Point-per-instance localization data:
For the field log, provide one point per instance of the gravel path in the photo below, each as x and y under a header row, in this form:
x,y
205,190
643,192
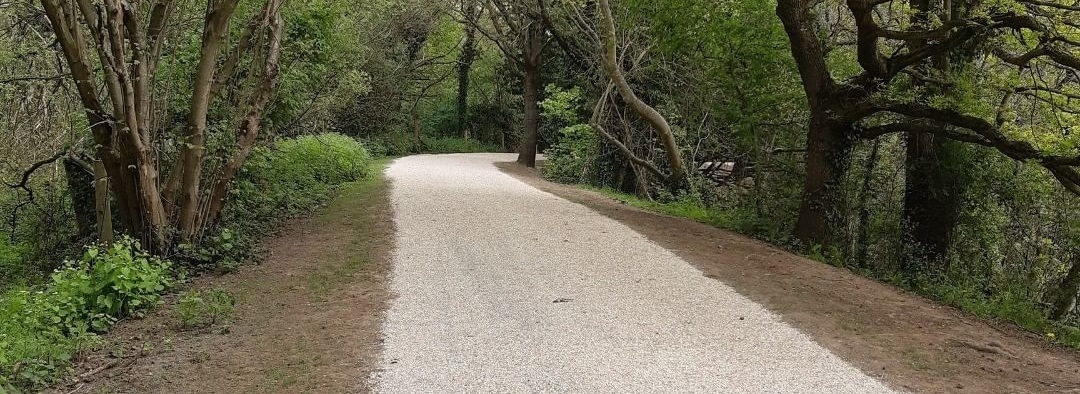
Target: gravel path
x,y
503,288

==

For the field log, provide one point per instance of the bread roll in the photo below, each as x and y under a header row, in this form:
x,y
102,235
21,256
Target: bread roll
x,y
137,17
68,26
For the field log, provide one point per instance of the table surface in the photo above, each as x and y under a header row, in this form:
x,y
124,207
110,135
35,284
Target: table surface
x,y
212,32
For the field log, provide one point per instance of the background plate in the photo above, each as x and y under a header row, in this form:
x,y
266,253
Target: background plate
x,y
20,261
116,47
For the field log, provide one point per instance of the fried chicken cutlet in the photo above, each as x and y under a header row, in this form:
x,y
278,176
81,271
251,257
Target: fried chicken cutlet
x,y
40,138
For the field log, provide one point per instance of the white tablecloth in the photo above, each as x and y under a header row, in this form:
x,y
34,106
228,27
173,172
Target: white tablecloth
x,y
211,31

## Problem statement
Every line in the data that holds "below" should be copied out.

## Answer area
For the field log, provide one point per instance of the gravel path in the photo below, each as x and y under a header row, in this form:
For the field log, provide one point per instance of the bread roll in the photo below, each as x and y under a header row, in this form:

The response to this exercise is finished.